## ACTIONS TO TAKE
A. Translate this sentence from the badger cull article into Spanish: "The document was released by the Badger Trust, which may take legal action."
B. Answer these questions using the badger cull article.
(i) How long was the extension of culling in Gloucestershire?
(ii) About what share of the badger population did the six-week pilot kill?
(iii) Who is the Chief Veterinary Officer?
C. Return the passage of the badger cull article starting at "Document reveals divisions" and ending at "the Gloucestershire pilot.", copied word for word.

**** TEXT FOR ANALYSIS

Document reveals divisions over badger cull extension
Minutes of the meeting giving the go-ahead to a controversial extension of the badger cull reveal deep unease among several board members about the decision.
Wildlife expert, Prof David MacDonald expressed the opinion it "would not lead to a worthwhile gain for farmers".
He was among four board members who disagreed with the decision to grant an extension to the Gloucestershire pilot.
The document was released by the Badger Trust, which may take legal action.
The minutes are of a meeting of board members of the government wildlife agency Natural England over the eight-week extension of culling in Gloucestershire.
End Quote Spokesperson Defra
Natural England's experts carefully considered all the information and recommended the licence to continue culling should be granted. This was in line with the Chief Veterinary Officer's advice, which has been backed by the British Veterinary Association.”
The decision was crucial to the success of the cull, which managed to kill about 30% of the badger population in the six-week pilot, less than half the initial target.
The document seen by BBC News reveals that David MacDonald, chair of Natural England's science advisory committee and Professor of Wildlife Conservation at Oxford University, expressed deep concerns about the decision.
The minutes say: "He stated that whilst fully understanding and respecting arguments that led to the decision, he had personally arrived at the conclusion that an extension in the culling period would not lead to a worthwhile gain for farmers."
The document also revealed concerns by some of the board about the advice of the Chief Veterinary Officer (CVO), Nigel Gibbens, that the benefits of an extended cull were "likely to outweigh the perturbation impact of leaving a higher badger population".
Another board member at the meeting on 23 October "expressed concern about the weight being given to the advice from the CVO and expressed the view that independent advice should have been sought".
Other information that emerged included:
- Parts of the Gloucestershire cull zone were not accessible during the initial 6-week period of the cull because of the presence of protestors
- A 70% target for the extended cull was considered "not realistic" because the experience in Somerset was that "the number of active badgers and number culled was diminishing"

********
**** STORED DATA

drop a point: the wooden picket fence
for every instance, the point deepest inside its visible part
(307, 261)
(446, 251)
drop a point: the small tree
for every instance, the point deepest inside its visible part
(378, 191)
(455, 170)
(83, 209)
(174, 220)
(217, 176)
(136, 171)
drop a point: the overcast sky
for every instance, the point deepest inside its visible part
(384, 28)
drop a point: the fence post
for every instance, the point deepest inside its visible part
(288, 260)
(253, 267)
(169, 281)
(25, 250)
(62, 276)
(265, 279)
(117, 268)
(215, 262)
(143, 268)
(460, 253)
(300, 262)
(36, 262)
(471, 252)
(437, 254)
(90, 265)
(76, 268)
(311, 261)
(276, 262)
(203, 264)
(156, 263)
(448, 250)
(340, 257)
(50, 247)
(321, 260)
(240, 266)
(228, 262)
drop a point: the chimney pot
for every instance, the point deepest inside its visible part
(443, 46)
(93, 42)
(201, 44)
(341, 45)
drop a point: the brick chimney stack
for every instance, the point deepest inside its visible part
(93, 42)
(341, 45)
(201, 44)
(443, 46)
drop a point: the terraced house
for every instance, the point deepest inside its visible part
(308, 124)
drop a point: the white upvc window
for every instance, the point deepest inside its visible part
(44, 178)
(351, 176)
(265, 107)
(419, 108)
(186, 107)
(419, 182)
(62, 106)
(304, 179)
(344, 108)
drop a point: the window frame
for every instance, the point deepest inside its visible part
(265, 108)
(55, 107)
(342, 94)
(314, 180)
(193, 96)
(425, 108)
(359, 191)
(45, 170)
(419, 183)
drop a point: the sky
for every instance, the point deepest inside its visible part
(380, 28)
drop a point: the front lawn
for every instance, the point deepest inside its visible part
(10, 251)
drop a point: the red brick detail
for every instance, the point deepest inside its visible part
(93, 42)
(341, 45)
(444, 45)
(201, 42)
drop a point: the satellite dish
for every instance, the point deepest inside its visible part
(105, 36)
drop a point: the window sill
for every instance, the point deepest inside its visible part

********

## COMPLETED EXERCISE
A. El documento fue publicado por el Badger Trust, que podría emprender acciones legales.

B.
(i) Eight weeks.
(ii) About 30%.
(iii) Nigel Gibbens.

C.
Document reveals divisions over badger cull extension
Minutes of the meeting giving the go-ahead to a controversial extension of the badger cull reveal deep unease among several board members about the decision.
Wildlife expert, Prof David MacDonald expressed the opinion it "would not lead to a worthwhile gain for farmers".
He was among four board members who disagreed with the decision to grant an extension to the Gloucestershire pilot.